(Region pointing data)
-------
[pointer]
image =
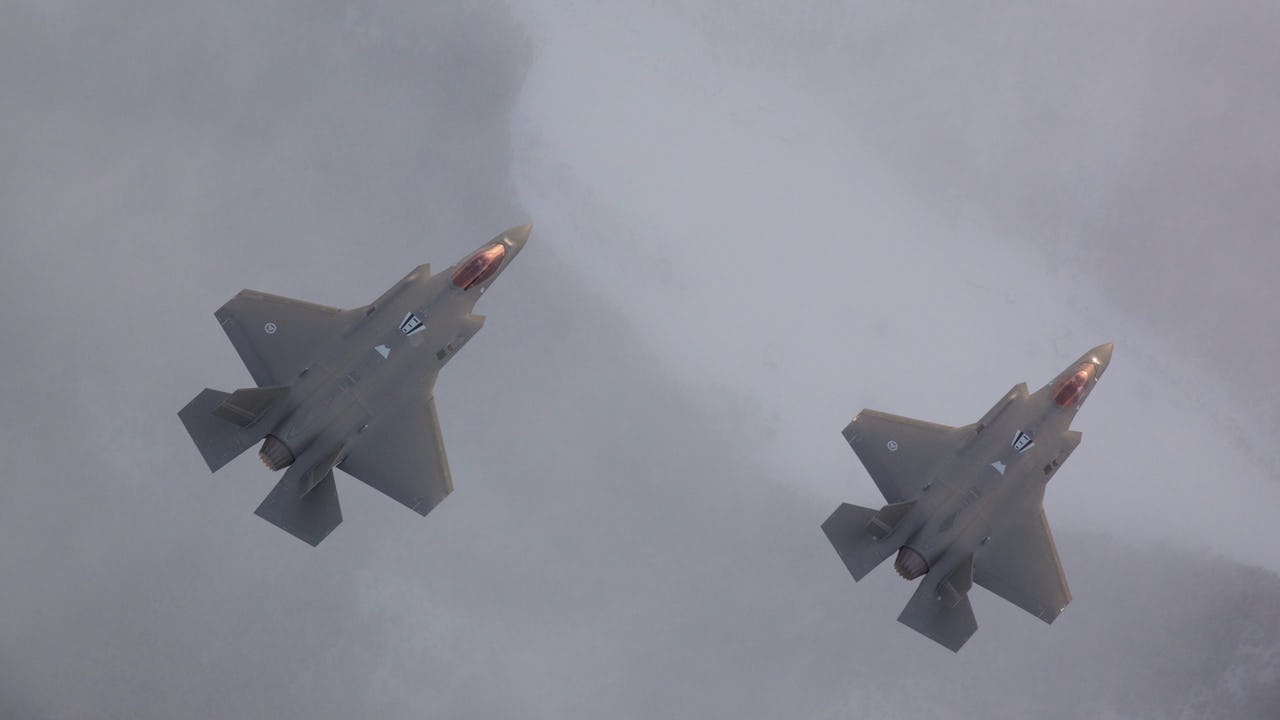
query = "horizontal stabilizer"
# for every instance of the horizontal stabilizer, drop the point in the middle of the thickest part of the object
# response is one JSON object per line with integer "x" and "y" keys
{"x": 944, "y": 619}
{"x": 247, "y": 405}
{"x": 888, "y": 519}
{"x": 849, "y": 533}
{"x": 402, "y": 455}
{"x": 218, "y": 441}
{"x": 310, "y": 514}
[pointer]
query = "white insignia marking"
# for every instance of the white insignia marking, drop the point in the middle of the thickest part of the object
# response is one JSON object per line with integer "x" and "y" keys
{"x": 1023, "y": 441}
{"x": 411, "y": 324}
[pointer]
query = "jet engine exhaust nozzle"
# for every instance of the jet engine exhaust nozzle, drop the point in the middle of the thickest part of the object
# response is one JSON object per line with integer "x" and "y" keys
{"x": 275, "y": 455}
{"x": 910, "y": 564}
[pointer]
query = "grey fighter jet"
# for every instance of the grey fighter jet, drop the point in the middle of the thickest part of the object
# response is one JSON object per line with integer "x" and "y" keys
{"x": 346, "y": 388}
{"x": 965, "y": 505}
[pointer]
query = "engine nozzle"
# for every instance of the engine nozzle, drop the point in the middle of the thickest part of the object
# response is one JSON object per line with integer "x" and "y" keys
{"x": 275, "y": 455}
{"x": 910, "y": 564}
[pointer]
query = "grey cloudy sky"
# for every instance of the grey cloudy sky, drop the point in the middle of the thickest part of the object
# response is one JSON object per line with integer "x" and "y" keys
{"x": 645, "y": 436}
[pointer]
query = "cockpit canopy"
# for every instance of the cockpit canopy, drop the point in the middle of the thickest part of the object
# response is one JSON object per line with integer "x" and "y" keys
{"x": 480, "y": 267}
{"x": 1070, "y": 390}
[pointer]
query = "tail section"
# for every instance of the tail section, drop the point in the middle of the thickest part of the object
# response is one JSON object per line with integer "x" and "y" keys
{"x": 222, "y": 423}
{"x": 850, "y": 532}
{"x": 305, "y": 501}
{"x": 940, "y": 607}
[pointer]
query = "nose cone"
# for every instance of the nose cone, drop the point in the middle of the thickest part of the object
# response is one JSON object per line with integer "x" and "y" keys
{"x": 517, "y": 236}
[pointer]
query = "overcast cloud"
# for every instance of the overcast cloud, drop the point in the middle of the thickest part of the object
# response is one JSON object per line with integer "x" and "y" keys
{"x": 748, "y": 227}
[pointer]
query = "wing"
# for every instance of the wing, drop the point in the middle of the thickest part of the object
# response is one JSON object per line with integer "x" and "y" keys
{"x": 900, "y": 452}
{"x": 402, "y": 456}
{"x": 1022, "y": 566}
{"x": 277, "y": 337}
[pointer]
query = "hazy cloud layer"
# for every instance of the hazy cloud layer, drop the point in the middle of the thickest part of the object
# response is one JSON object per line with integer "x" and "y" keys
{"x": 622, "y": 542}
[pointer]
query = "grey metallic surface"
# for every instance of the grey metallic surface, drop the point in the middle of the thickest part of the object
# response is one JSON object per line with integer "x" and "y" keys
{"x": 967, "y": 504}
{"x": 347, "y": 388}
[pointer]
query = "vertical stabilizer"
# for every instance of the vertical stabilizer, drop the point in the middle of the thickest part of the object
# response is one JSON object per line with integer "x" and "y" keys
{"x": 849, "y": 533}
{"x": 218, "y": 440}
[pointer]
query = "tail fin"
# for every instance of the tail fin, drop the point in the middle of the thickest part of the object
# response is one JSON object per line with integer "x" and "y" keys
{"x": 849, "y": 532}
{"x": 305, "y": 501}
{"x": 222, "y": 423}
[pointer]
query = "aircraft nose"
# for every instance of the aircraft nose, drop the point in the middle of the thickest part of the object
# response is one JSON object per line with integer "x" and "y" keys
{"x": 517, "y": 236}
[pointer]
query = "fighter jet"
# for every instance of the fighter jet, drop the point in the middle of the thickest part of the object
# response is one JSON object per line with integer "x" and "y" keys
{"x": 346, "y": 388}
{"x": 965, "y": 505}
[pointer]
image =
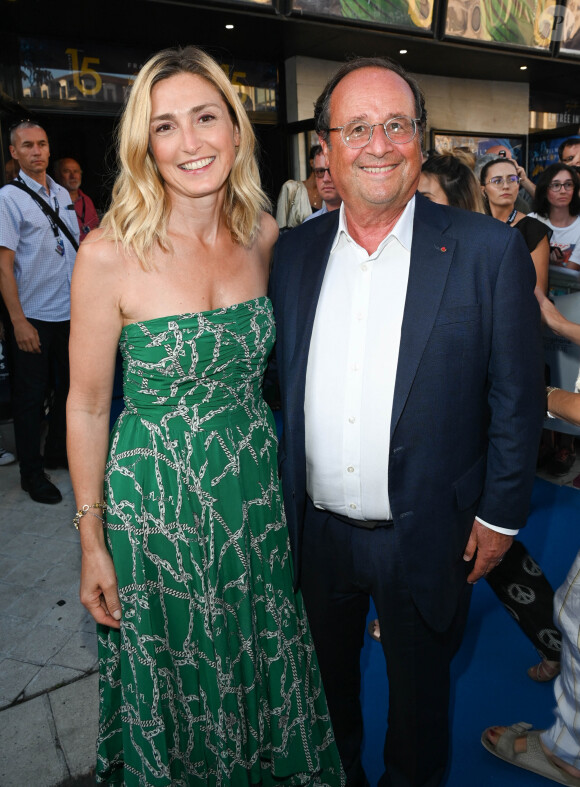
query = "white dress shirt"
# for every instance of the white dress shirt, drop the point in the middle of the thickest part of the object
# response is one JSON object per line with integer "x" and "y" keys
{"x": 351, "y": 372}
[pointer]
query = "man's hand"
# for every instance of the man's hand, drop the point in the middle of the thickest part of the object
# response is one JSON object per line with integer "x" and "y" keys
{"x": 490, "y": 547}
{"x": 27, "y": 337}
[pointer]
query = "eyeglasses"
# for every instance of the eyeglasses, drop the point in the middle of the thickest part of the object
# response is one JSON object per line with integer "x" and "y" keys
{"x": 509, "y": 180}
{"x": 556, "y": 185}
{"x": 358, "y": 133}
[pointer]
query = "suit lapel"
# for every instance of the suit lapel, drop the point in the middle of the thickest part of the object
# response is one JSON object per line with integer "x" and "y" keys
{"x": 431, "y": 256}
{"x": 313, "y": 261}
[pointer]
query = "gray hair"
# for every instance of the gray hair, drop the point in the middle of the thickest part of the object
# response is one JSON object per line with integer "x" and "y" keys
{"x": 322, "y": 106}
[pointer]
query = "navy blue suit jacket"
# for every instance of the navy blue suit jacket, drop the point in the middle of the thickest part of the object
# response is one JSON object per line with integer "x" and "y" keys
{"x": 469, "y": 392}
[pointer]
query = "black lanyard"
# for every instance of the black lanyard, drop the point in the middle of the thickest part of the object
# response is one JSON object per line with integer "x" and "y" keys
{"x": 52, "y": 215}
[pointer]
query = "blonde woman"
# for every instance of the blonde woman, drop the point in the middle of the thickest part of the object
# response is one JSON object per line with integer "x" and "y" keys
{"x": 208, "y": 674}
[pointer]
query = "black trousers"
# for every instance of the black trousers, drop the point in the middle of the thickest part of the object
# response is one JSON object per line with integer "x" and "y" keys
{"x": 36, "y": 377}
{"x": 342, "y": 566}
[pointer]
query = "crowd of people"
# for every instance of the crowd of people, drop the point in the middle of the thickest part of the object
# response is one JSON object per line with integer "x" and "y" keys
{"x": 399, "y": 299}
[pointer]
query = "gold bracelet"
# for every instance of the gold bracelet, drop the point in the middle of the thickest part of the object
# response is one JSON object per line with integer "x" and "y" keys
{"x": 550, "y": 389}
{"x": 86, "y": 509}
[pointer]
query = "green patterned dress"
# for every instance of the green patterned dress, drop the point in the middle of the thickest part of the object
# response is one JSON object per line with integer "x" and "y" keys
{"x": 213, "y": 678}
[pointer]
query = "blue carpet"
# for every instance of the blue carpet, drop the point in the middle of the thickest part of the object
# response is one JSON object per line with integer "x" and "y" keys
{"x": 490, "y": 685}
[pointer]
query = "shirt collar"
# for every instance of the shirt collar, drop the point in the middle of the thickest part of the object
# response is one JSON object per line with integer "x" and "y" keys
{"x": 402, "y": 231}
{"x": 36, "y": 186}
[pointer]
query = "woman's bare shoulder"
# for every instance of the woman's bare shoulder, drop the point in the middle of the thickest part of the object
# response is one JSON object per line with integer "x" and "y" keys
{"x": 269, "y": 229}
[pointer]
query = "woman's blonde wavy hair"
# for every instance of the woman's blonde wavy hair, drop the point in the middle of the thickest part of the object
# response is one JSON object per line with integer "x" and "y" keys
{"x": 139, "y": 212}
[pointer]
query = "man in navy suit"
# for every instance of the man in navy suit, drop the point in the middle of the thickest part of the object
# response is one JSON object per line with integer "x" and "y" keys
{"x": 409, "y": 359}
-------
Say how many lines of the data above include the word "section", and add nothing further.

2